**Complete the following**
A - List every person named in the race account.
B - Transcribe the race account between "A senior, Nabil" and "his team’s finish.", inclusive.

**Text**
────

When asked about the strategy behind his own race, he answered, “I didn’t have a specific strategy, I just ran the race. I had to wait until the race (pace) was settled, then see what I could do from there. You have to run the first mile and see what happens after that.
“I’m always on business. Running is business for me. We came all the way from Spartanburg—ten hours—on a mission: to win.”
Also there, for that same purpose, was Kennesaw State’s Nabil Hamid, an International Business major from Adis Abbaba, Ethiopia.
He enrolled in Kennesaw because “I wanted a better education, and felt he (former coach Stan Sims) was a better coach. He retired last year.”
While the coaching has changed—George Watts is the current coach--the competition has remained the same.
“My goal was to be right behind Gilbert—as close as I could get--like usual,” he said, laughing, “and win the team championship…but (this time) we came in third.”
A senior, Nabil is on schedule to graduate this year.
“I’m graduating in May, and going on to graduate school, either at Georgia State or Kennesaw. I’m going to keep competing, in road races, and maybe run some half marathons.”
In third place was 22 year old Filip Jalovy, from Brno in the Czech Republic. Last year’s A-Sun Freshman of the Year—in 2011 he finished first for ETSU, and fifth overall, in 25:17.54,—wanted to improve on his previous time, and in so doing, also his team’s finish.
“My goal was to run in the top three, and PR,”--that had been 24:54.41, from this year’s Greater Louisville, on September 29th—“and last year, we (our team) were sixth; we definitely wanted to do better than that.”

────

[Stored items from a collection]
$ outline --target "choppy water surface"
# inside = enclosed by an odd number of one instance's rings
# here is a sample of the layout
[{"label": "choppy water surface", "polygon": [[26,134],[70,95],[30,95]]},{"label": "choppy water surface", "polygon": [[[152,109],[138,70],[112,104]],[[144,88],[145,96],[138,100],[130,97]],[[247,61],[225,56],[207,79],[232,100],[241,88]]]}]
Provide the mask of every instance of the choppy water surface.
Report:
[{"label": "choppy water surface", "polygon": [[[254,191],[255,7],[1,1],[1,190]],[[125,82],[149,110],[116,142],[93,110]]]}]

────

**Solutions**
A - Nabil Hamid, Stan Sims, George Watts, Gilbert, Filip Jalovy

B -
A senior, Nabil is on schedule to graduate this year.
“I’m graduating in May, and going on to graduate school, either at Georgia State or Kennesaw. I’m going to keep competing, in road races, and maybe run some half marathons.”
In third place was 22 year old Filip Jalovy, from Brno in the Czech Republic. Last year’s A-Sun Freshman of the Year—in 2011 he finished first for ETSU, and fifth overall, in 25:17.54,—wanted to improve on his previous time, and in so doing, also his team’s finish.